**Requirement:**
A word-for-word copy of the entries is the only acceptable reply.

· · · ·

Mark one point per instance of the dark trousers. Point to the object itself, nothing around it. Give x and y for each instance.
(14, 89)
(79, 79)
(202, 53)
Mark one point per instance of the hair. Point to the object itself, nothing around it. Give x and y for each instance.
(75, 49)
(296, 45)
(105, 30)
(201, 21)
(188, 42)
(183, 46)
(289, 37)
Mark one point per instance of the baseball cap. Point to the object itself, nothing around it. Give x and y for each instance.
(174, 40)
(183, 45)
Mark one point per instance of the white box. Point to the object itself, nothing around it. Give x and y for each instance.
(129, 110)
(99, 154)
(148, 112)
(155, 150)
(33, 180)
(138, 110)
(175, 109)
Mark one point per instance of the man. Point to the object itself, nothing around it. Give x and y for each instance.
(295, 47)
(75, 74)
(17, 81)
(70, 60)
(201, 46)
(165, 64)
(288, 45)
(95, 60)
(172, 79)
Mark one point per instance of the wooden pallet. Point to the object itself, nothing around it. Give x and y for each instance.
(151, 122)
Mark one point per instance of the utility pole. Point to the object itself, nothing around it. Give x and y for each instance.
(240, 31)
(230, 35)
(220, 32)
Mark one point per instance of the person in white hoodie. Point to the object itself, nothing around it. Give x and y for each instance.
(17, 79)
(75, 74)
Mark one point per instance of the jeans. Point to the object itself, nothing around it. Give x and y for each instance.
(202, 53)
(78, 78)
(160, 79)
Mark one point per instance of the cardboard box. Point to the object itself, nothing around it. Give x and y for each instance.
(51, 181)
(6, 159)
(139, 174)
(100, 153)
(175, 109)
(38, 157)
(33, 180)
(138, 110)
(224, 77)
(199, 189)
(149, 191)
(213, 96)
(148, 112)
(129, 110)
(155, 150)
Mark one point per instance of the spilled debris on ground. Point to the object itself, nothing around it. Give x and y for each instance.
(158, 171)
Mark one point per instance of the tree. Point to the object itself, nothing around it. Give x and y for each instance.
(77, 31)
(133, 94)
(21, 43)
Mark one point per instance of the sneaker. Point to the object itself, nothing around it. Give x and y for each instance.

· · · ·

**Written solution:**
Mark one point per instance of the dark trousers. Point to the object itself, nothing around it. Give x and y for each instance.
(14, 89)
(79, 79)
(202, 53)
Mark one point per instance of the hair. Point to the object itself, nothing around it. Give x and y for each instance.
(75, 49)
(296, 45)
(105, 30)
(201, 21)
(188, 42)
(183, 46)
(289, 37)
Mark one point per instance of the baseball cap. Point to the object itself, nothing around it. Give x and y for each instance.
(174, 40)
(183, 45)
Mark one point per instance of the white box. Point to the object itself, nothing around it. Give x and y for each instance.
(129, 110)
(99, 154)
(148, 112)
(155, 150)
(33, 180)
(138, 110)
(175, 109)
Mark one point per instance of the man. Point to the object itself, nothing around it. Give x and y for each instance.
(295, 47)
(75, 74)
(17, 81)
(70, 60)
(201, 46)
(165, 64)
(288, 45)
(95, 60)
(172, 79)
Mark one point per instance of the wooden pallet. Point to the object itself, nothing around it. Give x and y for each instance.
(151, 122)
Mark one point per instance of the utility pole. Point to the object itself, nothing around it. Give x and y for each instance.
(240, 31)
(230, 35)
(220, 32)
Mark one point per instance of the person in white hoodie. Point to the object itself, nothing around it. Give x and y for each instance.
(17, 79)
(75, 74)
Mark one point per instance of the jeans. Point to the object itself, nothing around it. Give x and y for each instance.
(202, 53)
(78, 78)
(160, 79)
Mark one point per instance of the cardboard box. Point to the object itself, nothing around it. Give x and y for each instance.
(51, 181)
(6, 159)
(139, 174)
(100, 153)
(175, 109)
(38, 157)
(33, 180)
(138, 110)
(224, 77)
(199, 189)
(149, 191)
(213, 96)
(148, 112)
(129, 110)
(155, 150)
Mark one point per instance of the spilled debris on ground. Point to the object itself, nothing around it. Give x and y for each instance.
(158, 171)
Mark one point per instance of the tree. Point to the object itself, nothing around it. Give x and y for each instance.
(77, 31)
(133, 94)
(21, 43)
Mark one point per instance of the sneaker. Point to the object itself, nothing around it. Give x and y for each instance.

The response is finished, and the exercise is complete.